Start of Records shown

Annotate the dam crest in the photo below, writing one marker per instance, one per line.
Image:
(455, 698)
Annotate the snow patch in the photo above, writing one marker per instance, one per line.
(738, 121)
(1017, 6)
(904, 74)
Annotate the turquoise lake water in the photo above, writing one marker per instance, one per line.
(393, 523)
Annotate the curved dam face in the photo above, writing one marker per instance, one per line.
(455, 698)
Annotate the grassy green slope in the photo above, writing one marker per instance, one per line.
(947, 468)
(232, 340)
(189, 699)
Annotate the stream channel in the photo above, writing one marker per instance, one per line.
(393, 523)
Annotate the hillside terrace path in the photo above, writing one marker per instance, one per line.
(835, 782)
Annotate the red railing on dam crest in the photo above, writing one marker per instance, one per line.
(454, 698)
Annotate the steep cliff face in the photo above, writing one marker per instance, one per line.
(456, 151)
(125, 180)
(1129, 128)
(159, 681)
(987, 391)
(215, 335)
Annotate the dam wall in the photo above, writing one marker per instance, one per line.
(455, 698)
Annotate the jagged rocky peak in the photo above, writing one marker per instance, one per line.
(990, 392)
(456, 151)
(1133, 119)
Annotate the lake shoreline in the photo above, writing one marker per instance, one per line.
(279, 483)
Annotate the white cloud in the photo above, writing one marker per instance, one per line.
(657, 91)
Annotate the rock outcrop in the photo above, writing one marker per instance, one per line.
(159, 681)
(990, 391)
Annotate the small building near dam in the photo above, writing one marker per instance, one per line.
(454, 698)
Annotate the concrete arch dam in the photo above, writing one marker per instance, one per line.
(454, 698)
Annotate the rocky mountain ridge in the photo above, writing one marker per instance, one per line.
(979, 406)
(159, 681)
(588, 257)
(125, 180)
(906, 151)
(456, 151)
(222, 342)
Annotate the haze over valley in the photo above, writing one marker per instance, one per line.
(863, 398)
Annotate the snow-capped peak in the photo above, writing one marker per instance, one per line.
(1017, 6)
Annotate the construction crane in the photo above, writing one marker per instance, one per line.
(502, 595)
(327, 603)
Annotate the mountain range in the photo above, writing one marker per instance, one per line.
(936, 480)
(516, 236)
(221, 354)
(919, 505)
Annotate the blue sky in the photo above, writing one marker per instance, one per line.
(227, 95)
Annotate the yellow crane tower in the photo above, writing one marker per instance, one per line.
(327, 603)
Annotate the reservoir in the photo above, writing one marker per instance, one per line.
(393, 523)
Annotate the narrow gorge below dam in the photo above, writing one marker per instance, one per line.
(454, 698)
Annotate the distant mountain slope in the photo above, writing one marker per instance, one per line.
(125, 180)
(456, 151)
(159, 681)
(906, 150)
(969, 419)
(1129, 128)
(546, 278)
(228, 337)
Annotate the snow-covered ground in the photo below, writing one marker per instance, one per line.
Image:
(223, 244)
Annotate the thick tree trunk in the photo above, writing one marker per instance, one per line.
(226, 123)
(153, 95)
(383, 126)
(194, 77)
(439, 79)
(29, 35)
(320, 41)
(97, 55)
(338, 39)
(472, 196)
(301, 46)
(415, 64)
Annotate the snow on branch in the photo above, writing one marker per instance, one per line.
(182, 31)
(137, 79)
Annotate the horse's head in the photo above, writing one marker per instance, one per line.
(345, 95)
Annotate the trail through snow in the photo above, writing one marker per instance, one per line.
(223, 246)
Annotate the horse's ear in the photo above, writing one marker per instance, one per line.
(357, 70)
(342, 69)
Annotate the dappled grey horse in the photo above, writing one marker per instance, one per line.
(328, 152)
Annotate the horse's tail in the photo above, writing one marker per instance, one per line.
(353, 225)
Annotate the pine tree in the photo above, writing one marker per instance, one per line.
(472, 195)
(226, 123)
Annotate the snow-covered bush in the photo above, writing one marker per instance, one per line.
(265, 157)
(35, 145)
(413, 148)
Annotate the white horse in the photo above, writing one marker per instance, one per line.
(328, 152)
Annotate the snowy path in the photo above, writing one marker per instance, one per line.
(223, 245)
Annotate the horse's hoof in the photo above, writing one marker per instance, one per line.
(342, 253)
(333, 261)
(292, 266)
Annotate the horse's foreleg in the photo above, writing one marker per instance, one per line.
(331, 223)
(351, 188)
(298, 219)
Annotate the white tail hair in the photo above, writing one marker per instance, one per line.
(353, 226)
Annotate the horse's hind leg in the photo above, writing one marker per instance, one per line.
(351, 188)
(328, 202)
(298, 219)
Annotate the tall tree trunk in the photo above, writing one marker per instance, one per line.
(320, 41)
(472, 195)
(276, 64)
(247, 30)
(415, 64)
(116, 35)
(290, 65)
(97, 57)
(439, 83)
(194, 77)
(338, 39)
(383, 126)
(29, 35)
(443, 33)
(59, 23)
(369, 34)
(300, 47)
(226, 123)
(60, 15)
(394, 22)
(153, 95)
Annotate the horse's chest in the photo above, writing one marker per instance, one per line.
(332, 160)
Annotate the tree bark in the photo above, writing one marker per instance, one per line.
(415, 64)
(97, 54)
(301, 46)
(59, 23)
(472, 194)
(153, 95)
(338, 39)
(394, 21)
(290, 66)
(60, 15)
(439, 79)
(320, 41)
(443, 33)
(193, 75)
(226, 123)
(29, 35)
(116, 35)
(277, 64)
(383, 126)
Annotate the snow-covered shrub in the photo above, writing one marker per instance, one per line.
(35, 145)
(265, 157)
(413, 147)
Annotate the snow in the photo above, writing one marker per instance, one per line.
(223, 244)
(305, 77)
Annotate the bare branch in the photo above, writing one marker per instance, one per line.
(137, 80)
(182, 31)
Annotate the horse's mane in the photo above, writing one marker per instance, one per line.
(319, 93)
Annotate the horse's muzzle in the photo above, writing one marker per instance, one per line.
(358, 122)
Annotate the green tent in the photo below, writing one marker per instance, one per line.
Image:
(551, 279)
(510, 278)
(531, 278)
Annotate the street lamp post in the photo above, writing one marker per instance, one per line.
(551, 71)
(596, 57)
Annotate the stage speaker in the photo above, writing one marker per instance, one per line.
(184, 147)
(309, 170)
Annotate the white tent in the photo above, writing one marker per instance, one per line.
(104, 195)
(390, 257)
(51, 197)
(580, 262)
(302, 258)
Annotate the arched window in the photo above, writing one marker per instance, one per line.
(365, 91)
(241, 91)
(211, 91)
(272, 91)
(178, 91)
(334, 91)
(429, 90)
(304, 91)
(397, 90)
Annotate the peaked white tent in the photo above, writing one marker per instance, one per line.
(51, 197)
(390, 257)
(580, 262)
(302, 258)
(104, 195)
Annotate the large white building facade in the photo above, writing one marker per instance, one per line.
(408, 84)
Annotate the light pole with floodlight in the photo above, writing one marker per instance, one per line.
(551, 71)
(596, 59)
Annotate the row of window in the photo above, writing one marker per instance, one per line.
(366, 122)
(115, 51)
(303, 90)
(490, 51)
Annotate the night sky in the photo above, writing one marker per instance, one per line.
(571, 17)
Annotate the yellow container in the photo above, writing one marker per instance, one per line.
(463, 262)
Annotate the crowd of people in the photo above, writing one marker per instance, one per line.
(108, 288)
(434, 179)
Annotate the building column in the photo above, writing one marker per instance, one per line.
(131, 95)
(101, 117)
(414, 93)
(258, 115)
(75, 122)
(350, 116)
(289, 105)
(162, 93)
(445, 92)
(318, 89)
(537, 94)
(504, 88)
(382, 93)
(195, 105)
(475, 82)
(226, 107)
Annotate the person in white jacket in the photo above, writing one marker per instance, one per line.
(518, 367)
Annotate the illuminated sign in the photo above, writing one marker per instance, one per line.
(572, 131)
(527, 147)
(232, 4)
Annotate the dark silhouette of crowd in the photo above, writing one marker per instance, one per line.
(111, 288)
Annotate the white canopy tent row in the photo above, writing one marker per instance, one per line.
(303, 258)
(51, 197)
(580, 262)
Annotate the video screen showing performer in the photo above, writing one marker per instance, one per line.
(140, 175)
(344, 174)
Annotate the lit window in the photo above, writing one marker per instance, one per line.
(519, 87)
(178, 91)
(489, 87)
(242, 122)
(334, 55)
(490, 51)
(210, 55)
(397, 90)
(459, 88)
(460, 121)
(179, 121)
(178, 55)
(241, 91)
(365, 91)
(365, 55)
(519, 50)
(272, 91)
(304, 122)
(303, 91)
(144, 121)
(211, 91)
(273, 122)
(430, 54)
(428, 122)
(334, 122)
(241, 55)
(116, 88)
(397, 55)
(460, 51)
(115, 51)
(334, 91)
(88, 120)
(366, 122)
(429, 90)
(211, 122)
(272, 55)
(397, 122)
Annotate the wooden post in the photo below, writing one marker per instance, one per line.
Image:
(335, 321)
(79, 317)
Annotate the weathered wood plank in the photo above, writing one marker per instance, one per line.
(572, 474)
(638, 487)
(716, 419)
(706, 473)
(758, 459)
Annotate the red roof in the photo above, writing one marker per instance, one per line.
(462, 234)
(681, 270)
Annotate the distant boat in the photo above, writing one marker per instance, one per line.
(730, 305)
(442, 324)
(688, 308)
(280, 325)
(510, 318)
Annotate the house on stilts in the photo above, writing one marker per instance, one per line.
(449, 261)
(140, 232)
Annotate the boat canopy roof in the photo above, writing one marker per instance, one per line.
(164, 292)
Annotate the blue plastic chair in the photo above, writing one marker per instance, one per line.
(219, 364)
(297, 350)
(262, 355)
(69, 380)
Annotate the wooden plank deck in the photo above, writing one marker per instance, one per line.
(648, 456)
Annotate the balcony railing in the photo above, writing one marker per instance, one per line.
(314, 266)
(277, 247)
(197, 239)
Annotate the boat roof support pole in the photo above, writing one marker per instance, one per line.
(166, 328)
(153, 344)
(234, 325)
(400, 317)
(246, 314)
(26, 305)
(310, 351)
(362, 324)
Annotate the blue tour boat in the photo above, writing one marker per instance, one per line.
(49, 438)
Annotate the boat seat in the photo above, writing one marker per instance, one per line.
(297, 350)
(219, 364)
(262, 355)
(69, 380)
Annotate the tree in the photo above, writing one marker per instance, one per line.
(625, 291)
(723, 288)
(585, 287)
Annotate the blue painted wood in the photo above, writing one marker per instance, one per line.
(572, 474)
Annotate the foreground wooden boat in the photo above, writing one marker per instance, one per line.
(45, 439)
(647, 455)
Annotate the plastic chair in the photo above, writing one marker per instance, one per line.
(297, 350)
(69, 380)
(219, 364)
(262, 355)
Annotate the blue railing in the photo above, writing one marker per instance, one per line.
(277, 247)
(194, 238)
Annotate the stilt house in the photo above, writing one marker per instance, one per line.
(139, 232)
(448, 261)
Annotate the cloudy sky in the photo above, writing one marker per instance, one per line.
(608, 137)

End of Records shown

# Exercise goal:
Write out the records again word for word, from the line containing "Annotate the plastic" through the last line of the records, and include nothing else.

# Correct result:
Annotate the plastic chair in the photo above, writing one marker per instance, one per line.
(297, 350)
(69, 380)
(219, 364)
(262, 355)
Annotate the blue railing in the photo above, writing one marker per instance, one per line.
(277, 247)
(194, 238)
Annotate the stilt house in the photo above, writing one marker per instance, one per line.
(139, 232)
(448, 261)
Annotate the cloudy sky in the photo above, writing one marker per instance, one per line.
(608, 137)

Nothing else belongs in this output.